Material provided START

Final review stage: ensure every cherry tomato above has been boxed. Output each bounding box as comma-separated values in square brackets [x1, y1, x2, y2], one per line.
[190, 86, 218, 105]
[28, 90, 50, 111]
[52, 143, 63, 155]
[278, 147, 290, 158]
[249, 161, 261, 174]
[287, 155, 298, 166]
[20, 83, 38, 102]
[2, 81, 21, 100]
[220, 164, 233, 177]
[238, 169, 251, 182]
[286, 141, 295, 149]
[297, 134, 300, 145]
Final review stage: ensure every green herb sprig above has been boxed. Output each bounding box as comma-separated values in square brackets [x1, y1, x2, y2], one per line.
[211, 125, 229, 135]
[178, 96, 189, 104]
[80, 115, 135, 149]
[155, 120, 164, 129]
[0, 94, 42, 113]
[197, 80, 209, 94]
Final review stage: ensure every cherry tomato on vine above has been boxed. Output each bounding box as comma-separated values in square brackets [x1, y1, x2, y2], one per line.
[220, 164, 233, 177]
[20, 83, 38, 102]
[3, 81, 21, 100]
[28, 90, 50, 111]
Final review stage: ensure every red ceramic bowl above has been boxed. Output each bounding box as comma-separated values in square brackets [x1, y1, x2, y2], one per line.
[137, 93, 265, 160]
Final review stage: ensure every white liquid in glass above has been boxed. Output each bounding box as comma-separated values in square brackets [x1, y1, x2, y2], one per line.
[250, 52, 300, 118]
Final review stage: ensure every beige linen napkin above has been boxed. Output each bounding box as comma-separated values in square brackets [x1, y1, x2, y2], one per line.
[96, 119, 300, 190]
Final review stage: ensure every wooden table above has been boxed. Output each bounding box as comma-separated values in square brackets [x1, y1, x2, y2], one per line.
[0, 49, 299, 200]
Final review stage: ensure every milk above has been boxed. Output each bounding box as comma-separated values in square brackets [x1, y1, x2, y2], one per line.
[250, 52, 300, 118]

Material provided END

#### [What needs to be done]
Copy exactly, please, the span of lines that begins at the line with "Final review stage: ensure every milk" and ends at the last line of the data, both included.

#### [Solution to this exercise]
Final review stage: ensure every milk above has been boxed. Output each bounding box as comma-separated values in square brackets [x1, y1, x2, y2], one per line.
[250, 52, 300, 118]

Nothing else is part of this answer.